Arrange the lines from the one containing "the blue hard" up to and including the last line as a JSON list of strings, one string per line, omitting blank lines. Leave the pictures out of the answer.

+++++

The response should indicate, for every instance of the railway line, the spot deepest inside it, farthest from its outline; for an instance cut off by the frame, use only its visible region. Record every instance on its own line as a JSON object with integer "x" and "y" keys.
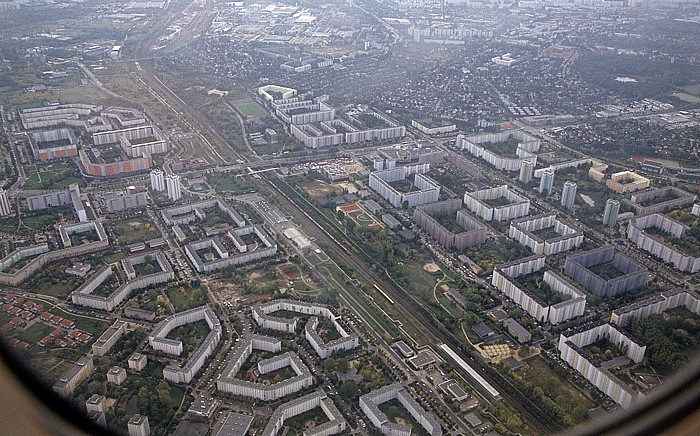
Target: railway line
{"x": 410, "y": 309}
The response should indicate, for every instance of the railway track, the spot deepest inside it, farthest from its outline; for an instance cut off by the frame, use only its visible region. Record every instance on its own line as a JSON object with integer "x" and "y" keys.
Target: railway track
{"x": 406, "y": 305}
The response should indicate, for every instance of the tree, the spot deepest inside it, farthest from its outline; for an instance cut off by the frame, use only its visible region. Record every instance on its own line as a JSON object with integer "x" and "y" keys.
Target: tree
{"x": 329, "y": 364}
{"x": 349, "y": 390}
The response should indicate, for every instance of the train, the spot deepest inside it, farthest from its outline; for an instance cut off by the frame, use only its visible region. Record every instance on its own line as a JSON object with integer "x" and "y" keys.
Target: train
{"x": 384, "y": 294}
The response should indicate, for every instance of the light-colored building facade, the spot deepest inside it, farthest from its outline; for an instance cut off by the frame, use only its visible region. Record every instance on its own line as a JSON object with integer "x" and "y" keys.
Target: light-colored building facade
{"x": 527, "y": 170}
{"x": 570, "y": 345}
{"x": 625, "y": 182}
{"x": 525, "y": 150}
{"x": 655, "y": 305}
{"x": 477, "y": 202}
{"x": 474, "y": 232}
{"x": 105, "y": 342}
{"x": 428, "y": 190}
{"x": 157, "y": 180}
{"x": 634, "y": 275}
{"x": 637, "y": 234}
{"x": 83, "y": 296}
{"x": 159, "y": 341}
{"x": 81, "y": 370}
{"x": 172, "y": 182}
{"x": 266, "y": 392}
{"x": 116, "y": 375}
{"x": 45, "y": 256}
{"x": 504, "y": 280}
{"x": 138, "y": 426}
{"x": 568, "y": 194}
{"x": 369, "y": 403}
{"x": 546, "y": 183}
{"x": 137, "y": 362}
{"x": 268, "y": 249}
{"x": 524, "y": 230}
{"x": 612, "y": 210}
{"x": 336, "y": 422}
{"x": 640, "y": 201}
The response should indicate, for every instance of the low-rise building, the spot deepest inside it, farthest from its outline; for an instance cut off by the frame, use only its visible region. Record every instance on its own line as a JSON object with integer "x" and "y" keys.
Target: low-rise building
{"x": 82, "y": 369}
{"x": 369, "y": 403}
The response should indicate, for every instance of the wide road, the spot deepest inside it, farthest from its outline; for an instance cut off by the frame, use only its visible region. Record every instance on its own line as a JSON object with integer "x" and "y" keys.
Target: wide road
{"x": 406, "y": 305}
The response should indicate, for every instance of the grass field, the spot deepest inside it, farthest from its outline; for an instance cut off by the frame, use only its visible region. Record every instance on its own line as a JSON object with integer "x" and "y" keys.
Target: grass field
{"x": 556, "y": 386}
{"x": 36, "y": 332}
{"x": 184, "y": 298}
{"x": 692, "y": 89}
{"x": 47, "y": 217}
{"x": 248, "y": 107}
{"x": 134, "y": 230}
{"x": 231, "y": 184}
{"x": 90, "y": 325}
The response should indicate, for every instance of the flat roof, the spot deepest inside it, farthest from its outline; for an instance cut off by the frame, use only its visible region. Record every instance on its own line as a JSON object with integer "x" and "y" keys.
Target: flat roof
{"x": 235, "y": 424}
{"x": 422, "y": 359}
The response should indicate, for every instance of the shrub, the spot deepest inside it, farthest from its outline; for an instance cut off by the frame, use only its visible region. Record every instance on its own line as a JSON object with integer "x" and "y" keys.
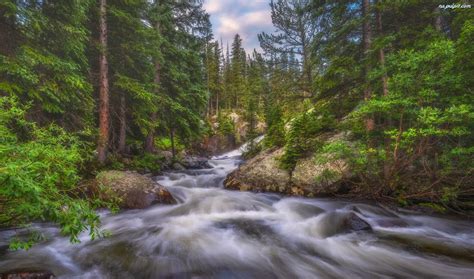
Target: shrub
{"x": 38, "y": 175}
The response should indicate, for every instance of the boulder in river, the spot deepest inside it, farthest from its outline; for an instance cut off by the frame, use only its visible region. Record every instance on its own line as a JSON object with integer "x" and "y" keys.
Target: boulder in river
{"x": 133, "y": 190}
{"x": 262, "y": 173}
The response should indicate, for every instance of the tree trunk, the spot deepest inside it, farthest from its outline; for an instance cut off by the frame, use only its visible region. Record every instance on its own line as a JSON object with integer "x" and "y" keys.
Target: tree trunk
{"x": 8, "y": 34}
{"x": 382, "y": 55}
{"x": 388, "y": 121}
{"x": 104, "y": 117}
{"x": 123, "y": 125}
{"x": 173, "y": 148}
{"x": 438, "y": 20}
{"x": 367, "y": 40}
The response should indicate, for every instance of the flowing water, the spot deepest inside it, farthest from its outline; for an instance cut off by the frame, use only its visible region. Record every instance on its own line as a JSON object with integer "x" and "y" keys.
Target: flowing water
{"x": 215, "y": 233}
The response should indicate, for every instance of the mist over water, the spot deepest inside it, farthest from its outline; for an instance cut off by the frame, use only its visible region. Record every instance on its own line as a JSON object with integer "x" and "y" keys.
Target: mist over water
{"x": 215, "y": 233}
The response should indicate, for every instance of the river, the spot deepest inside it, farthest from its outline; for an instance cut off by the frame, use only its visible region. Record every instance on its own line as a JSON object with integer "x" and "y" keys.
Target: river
{"x": 216, "y": 233}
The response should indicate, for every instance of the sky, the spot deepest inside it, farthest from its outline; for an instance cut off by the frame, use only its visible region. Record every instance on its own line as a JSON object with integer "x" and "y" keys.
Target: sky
{"x": 246, "y": 17}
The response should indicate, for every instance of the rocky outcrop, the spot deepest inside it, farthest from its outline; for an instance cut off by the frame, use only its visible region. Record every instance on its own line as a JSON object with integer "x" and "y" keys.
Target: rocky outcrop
{"x": 263, "y": 174}
{"x": 196, "y": 163}
{"x": 217, "y": 144}
{"x": 129, "y": 189}
{"x": 27, "y": 275}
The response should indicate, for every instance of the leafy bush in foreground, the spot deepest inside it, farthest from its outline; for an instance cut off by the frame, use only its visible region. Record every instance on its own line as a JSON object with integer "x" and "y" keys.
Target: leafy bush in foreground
{"x": 38, "y": 175}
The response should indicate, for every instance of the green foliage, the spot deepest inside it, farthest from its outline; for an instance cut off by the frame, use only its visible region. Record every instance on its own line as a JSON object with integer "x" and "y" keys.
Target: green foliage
{"x": 226, "y": 125}
{"x": 424, "y": 137}
{"x": 39, "y": 173}
{"x": 275, "y": 127}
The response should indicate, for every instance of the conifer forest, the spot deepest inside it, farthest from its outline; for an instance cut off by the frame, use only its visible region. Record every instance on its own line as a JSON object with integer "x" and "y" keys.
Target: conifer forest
{"x": 137, "y": 142}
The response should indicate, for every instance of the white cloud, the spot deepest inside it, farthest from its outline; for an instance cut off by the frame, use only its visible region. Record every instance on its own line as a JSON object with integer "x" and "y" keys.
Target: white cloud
{"x": 245, "y": 17}
{"x": 213, "y": 6}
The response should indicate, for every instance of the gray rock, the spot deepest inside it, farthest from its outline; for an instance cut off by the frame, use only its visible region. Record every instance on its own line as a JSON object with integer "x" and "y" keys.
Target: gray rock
{"x": 129, "y": 189}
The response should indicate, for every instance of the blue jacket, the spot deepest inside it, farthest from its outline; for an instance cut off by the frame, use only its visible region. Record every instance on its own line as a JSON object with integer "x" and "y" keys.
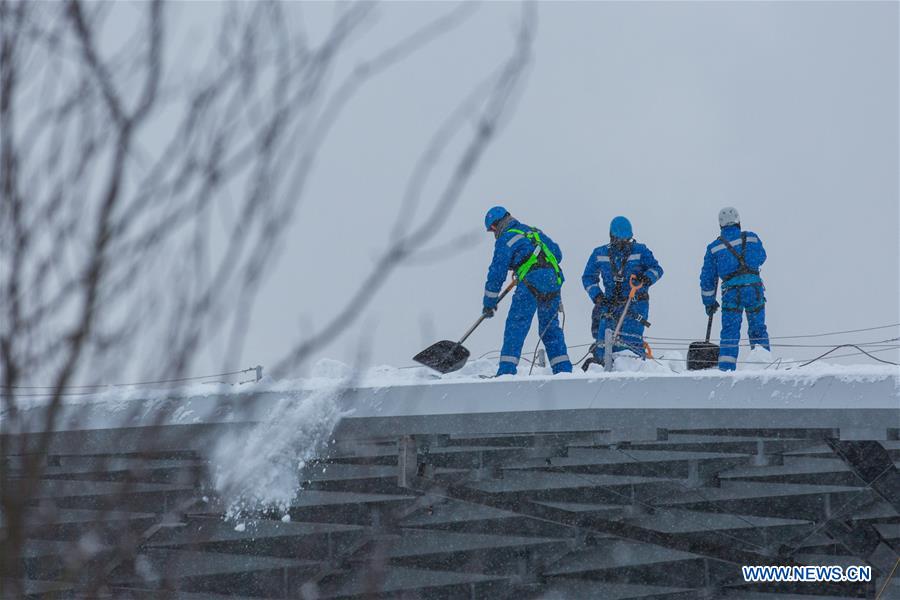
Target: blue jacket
{"x": 511, "y": 250}
{"x": 640, "y": 261}
{"x": 719, "y": 262}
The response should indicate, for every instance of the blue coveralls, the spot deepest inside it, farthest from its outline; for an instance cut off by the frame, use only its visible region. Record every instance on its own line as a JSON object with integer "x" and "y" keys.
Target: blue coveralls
{"x": 539, "y": 291}
{"x": 742, "y": 290}
{"x": 615, "y": 265}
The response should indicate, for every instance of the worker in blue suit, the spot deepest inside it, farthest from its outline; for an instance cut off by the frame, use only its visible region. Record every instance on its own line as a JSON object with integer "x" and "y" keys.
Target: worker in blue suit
{"x": 614, "y": 264}
{"x": 735, "y": 257}
{"x": 534, "y": 258}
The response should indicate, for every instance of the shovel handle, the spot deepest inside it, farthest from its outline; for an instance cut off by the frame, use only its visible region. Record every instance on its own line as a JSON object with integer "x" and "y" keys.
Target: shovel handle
{"x": 709, "y": 324}
{"x": 475, "y": 325}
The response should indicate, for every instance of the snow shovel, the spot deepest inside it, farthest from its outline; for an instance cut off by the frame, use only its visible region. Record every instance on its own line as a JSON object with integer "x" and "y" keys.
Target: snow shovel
{"x": 703, "y": 355}
{"x": 447, "y": 356}
{"x": 635, "y": 285}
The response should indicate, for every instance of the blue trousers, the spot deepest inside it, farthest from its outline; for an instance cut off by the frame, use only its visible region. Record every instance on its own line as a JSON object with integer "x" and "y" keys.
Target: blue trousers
{"x": 748, "y": 299}
{"x": 518, "y": 322}
{"x": 632, "y": 332}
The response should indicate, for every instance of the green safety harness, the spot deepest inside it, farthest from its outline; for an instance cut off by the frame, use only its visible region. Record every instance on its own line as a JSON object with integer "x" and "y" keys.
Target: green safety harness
{"x": 541, "y": 255}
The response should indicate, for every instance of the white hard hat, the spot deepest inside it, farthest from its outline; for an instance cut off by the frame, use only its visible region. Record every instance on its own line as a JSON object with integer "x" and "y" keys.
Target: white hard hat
{"x": 729, "y": 216}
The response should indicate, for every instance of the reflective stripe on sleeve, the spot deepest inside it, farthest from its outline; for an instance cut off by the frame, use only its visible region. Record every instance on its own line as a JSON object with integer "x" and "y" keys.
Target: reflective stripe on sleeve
{"x": 561, "y": 358}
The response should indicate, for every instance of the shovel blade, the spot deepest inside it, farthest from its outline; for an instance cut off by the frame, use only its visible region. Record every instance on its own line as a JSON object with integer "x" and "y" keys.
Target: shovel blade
{"x": 444, "y": 356}
{"x": 702, "y": 355}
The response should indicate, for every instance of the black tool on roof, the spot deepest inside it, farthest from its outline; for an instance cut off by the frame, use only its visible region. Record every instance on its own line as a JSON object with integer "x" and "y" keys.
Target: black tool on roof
{"x": 703, "y": 355}
{"x": 447, "y": 356}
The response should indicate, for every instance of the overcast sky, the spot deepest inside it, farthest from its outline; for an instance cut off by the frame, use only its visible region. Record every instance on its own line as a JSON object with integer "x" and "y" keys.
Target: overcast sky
{"x": 662, "y": 112}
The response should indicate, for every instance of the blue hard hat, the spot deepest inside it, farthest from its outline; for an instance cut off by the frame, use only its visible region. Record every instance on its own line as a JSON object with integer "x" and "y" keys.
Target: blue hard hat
{"x": 620, "y": 227}
{"x": 494, "y": 215}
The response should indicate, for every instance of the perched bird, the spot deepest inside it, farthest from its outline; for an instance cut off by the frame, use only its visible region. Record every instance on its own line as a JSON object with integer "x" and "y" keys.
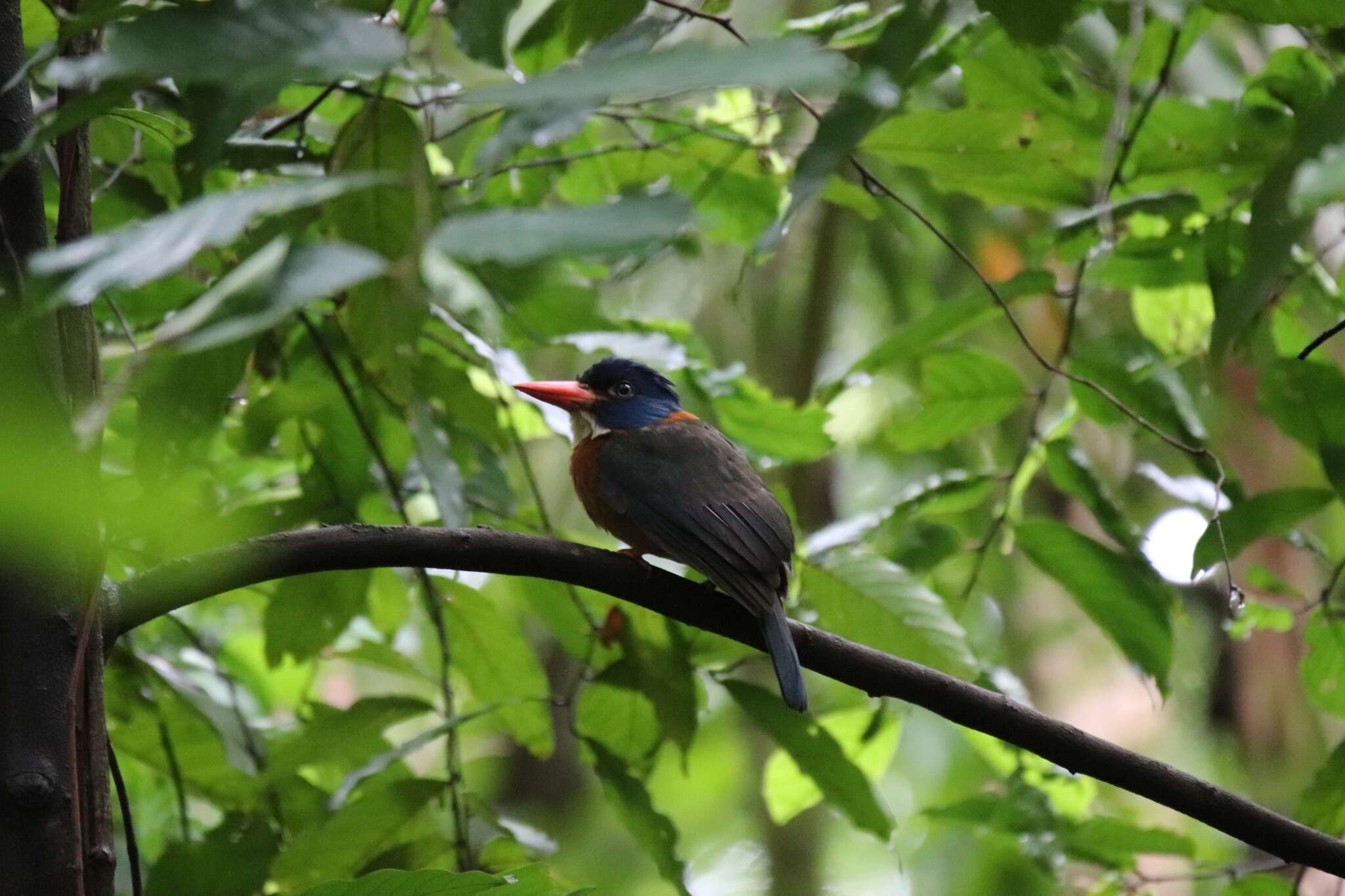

+++++

_Solution to the problem_
[
  "The response should indicate, for every instance of the blue hard hat, the spot deepest inside it, farthest from its outline; for an instance cut off by the frame, use only its visible region. Record every instance on its own line as a JSON object with integer \"x\" and \"y\" keys.",
  "Target: blue hard hat",
  "{\"x\": 620, \"y\": 227}",
  "{\"x\": 494, \"y\": 215}",
  "The response should indicate, for every instance of the perched bird, the spot deepest inside it, farthest from its outline; for an instance cut off by the frame, use only its visible region. Record every instance on its own line as a JSON object with integer \"x\" and \"y\" keys."
]